#### Supplied data
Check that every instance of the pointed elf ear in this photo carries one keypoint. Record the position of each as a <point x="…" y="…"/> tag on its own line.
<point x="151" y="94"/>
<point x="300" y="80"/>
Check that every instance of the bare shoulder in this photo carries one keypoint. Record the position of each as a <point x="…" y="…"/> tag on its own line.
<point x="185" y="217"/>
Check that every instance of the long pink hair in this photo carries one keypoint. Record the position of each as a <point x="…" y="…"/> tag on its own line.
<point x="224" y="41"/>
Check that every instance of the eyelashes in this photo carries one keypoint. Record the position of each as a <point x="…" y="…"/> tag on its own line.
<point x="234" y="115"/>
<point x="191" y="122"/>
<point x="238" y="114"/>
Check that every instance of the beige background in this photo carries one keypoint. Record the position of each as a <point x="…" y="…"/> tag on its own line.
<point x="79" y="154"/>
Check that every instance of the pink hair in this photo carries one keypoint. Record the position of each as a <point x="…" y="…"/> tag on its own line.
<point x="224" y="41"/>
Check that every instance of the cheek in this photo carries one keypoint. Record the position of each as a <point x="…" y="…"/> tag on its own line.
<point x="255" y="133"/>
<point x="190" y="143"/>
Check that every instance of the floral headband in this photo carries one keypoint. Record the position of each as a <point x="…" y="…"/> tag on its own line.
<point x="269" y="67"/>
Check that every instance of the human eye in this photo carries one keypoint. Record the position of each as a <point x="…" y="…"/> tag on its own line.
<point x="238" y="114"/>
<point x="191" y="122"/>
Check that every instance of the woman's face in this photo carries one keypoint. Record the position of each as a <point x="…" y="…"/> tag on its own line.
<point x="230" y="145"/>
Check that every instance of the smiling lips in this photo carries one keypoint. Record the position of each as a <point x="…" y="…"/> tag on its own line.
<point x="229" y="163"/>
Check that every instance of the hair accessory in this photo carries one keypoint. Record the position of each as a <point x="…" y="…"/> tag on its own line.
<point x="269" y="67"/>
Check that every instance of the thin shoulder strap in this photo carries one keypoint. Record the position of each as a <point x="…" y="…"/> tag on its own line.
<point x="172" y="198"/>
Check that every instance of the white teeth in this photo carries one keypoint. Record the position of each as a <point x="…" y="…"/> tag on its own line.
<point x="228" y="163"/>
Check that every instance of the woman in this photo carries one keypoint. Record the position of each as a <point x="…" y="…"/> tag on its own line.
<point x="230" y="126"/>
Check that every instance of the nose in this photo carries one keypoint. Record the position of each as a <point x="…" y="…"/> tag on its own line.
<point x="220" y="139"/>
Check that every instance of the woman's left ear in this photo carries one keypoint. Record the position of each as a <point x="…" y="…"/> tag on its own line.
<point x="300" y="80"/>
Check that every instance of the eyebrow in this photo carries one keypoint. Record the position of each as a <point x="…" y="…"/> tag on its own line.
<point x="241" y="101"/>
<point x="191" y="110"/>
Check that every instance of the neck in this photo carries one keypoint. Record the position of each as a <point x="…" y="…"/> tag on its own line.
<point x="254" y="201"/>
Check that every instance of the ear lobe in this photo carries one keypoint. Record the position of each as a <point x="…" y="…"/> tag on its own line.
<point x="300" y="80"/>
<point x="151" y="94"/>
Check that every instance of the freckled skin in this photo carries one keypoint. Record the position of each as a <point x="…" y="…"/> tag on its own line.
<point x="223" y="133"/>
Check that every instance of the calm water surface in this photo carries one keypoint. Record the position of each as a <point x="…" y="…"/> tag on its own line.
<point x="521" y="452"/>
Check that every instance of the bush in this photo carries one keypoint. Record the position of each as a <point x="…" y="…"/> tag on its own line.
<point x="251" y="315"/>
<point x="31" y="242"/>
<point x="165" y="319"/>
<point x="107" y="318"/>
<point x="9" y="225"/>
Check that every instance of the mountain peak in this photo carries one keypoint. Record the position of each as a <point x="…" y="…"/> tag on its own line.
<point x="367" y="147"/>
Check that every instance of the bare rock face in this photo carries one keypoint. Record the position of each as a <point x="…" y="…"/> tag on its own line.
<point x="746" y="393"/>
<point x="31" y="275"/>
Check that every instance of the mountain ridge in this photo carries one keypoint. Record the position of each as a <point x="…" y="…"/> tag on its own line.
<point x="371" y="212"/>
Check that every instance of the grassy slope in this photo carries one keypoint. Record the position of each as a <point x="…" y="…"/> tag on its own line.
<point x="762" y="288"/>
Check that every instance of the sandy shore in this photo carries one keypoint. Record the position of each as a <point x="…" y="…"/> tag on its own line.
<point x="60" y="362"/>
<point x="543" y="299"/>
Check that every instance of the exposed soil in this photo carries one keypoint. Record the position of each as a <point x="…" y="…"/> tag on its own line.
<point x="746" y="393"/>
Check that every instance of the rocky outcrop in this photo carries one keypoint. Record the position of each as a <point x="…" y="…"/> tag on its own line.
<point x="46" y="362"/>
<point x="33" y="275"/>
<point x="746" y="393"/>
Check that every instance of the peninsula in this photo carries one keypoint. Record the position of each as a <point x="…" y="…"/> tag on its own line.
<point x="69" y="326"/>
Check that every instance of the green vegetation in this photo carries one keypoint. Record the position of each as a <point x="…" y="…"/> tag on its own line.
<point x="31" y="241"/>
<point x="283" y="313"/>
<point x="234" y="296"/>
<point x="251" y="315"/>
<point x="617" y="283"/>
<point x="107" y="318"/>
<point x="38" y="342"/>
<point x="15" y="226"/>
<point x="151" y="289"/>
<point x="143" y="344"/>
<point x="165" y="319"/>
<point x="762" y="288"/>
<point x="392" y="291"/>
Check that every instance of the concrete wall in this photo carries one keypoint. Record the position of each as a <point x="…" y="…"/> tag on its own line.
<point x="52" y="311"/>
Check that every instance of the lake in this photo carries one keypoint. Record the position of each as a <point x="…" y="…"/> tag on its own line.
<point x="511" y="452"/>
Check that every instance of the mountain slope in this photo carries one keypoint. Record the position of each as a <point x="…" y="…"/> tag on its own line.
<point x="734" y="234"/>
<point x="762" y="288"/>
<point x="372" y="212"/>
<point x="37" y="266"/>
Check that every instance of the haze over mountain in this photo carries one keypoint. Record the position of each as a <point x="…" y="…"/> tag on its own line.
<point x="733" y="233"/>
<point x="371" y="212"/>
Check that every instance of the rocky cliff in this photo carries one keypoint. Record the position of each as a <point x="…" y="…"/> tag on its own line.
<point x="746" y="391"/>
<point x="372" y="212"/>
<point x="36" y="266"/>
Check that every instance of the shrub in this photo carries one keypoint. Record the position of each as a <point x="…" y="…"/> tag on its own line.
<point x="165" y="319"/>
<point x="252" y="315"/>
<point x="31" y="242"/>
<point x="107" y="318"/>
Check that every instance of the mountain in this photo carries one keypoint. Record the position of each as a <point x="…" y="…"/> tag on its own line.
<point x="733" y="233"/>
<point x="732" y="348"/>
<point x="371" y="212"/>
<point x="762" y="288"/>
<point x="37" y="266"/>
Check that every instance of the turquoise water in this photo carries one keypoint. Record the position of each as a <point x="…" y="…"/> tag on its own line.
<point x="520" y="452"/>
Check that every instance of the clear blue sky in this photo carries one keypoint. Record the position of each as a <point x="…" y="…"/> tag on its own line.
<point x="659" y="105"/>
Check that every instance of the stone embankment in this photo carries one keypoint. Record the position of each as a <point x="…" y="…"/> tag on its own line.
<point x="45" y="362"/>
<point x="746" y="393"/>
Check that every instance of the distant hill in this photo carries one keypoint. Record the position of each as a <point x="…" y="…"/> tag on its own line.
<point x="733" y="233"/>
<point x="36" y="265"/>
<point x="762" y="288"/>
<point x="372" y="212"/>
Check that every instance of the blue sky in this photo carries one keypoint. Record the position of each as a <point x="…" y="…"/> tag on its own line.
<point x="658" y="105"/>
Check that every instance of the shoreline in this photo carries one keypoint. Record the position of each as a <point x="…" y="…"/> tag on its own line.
########
#### Supplied data
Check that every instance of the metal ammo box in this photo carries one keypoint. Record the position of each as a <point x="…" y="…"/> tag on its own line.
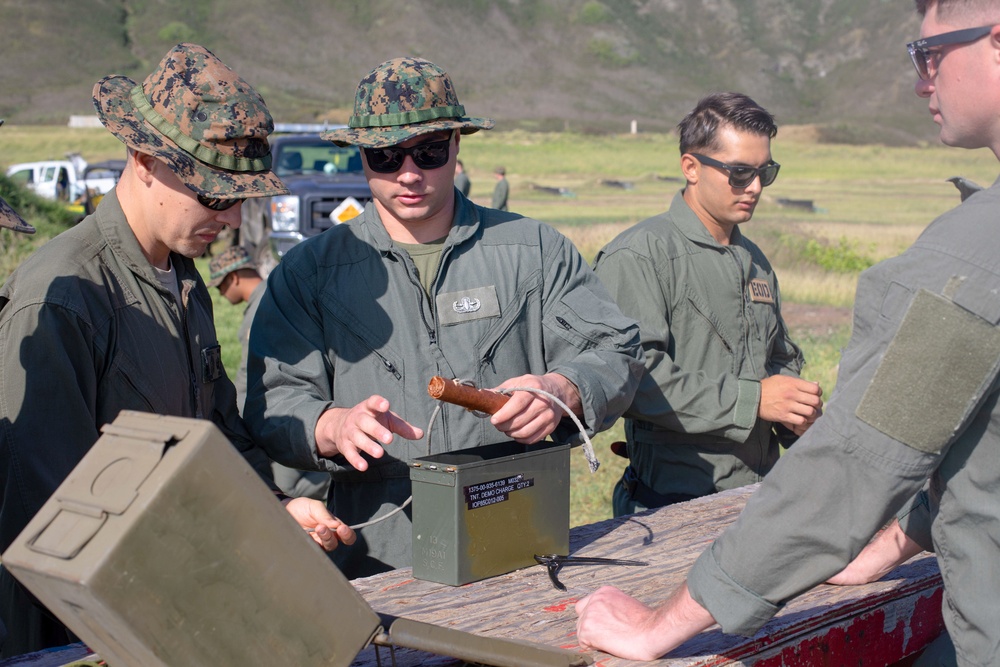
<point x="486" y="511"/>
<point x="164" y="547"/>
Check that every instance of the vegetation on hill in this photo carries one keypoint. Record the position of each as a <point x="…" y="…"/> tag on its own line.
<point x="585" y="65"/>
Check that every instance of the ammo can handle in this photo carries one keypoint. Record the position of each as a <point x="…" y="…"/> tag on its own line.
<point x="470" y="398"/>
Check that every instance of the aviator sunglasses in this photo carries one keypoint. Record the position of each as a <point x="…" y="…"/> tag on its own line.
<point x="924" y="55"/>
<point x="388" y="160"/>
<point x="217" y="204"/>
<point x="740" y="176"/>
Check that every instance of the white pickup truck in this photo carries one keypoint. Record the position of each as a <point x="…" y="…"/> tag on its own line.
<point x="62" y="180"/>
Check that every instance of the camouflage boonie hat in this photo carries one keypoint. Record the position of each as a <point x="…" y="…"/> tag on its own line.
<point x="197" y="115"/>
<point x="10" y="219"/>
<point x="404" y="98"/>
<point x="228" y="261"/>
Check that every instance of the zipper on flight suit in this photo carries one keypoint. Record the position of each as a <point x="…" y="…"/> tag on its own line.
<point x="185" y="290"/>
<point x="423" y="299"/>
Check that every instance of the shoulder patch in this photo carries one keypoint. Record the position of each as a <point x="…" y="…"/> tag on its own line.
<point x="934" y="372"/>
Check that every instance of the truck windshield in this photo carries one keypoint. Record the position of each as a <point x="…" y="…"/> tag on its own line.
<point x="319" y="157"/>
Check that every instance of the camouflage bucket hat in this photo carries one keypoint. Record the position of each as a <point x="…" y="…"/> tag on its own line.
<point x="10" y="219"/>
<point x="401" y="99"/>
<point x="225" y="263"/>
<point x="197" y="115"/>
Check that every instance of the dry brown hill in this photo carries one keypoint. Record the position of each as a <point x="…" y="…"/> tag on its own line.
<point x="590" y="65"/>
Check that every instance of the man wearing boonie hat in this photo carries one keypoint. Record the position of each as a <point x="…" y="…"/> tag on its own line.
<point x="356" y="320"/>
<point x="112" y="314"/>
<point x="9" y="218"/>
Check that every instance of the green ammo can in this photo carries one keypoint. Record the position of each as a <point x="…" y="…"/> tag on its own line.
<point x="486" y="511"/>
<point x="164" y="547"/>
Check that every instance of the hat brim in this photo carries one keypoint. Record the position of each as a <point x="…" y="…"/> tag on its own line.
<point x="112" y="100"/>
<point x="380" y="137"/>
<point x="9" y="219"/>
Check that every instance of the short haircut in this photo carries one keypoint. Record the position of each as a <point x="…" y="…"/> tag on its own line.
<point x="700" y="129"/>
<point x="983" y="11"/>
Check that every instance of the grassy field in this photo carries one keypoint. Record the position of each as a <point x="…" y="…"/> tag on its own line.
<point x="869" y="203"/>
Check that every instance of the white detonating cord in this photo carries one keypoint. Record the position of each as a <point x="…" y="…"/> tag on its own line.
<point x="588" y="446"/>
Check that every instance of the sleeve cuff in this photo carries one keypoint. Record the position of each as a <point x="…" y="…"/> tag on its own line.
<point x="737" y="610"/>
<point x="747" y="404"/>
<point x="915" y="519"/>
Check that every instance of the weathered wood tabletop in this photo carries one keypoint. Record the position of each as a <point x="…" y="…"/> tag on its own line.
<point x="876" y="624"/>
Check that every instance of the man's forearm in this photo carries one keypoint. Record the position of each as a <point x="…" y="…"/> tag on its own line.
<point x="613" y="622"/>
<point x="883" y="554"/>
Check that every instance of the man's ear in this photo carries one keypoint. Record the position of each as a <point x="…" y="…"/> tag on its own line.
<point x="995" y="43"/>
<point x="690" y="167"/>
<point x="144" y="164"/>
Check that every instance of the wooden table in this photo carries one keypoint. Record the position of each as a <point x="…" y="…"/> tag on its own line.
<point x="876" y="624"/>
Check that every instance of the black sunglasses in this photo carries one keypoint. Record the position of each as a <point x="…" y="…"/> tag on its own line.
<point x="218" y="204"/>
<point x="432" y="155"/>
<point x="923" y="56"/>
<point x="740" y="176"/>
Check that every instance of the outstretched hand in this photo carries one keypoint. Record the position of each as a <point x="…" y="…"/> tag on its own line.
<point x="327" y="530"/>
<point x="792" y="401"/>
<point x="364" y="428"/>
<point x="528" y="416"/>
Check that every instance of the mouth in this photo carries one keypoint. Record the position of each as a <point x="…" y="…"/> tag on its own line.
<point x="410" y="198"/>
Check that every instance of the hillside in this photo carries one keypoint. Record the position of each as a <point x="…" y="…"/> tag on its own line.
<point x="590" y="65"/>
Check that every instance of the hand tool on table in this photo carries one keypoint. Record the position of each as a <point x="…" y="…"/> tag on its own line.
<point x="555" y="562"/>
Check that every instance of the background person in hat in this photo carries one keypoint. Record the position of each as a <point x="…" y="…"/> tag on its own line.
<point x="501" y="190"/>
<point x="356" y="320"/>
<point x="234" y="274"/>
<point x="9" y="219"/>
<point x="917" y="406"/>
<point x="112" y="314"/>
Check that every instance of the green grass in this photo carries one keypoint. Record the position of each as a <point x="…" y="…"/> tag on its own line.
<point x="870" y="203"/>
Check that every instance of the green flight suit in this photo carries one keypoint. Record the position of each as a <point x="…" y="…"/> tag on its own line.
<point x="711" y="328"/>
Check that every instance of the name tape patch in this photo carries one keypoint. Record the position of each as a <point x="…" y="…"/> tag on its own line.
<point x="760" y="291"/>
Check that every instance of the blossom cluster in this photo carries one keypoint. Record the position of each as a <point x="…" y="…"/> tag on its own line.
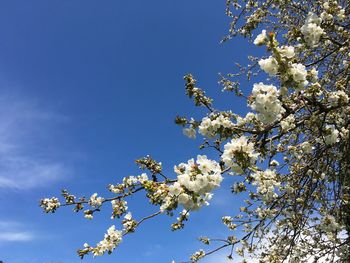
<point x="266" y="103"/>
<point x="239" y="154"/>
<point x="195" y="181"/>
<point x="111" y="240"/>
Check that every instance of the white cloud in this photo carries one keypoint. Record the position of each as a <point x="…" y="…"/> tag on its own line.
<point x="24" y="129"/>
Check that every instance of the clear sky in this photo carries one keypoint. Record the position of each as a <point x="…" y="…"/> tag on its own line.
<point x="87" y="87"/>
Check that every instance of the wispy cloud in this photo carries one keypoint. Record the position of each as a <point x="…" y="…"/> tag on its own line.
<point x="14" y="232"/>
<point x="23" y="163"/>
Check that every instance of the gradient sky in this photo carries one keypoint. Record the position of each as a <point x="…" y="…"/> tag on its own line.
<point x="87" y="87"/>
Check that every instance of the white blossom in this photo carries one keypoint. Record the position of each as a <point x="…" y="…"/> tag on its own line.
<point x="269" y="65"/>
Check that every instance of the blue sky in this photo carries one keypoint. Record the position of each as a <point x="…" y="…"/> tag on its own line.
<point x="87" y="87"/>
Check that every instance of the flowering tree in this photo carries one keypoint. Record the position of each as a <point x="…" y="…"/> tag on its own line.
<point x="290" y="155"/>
########
Exercise requirements
Only the lines from the one containing "Check that every instance of the mountain in" through the one containing "Check that every instance of the shoreline" are to be retyped, both boundary lines included, with no other material.

Reply
Check that every instance of the mountain in this photo carries one keypoint. Record the position of each as a <point x="…" y="…"/> tag on its own line.
<point x="733" y="233"/>
<point x="732" y="348"/>
<point x="371" y="212"/>
<point x="762" y="288"/>
<point x="37" y="266"/>
Check that every instance of the turquoise water in this photo carries one keypoint. Record the position of each as a <point x="…" y="…"/> tag on its own line.
<point x="520" y="452"/>
Check that every instance of the clear blue sky in this photo carries one keypoint. Record the position of each as a <point x="…" y="…"/> tag on its own line.
<point x="659" y="105"/>
Check that every instance of the stone embankment in this photo carries one keypoint. Record the position of each as a <point x="…" y="…"/> tag on its own line.
<point x="45" y="362"/>
<point x="746" y="393"/>
Check that every instance of the distant hill in this photo carries one keypoint. Record the position of each as a <point x="…" y="…"/> tag on its own line.
<point x="733" y="233"/>
<point x="36" y="265"/>
<point x="762" y="288"/>
<point x="372" y="212"/>
Check that every instance of the blue sky in this photo carries one keypoint. Record the position of each as a <point x="…" y="…"/> tag on its own line.
<point x="658" y="105"/>
Check that every instance of the shoreline in this photo carries one keypoint. Record the position of each as a <point x="…" y="…"/> tag on its own line.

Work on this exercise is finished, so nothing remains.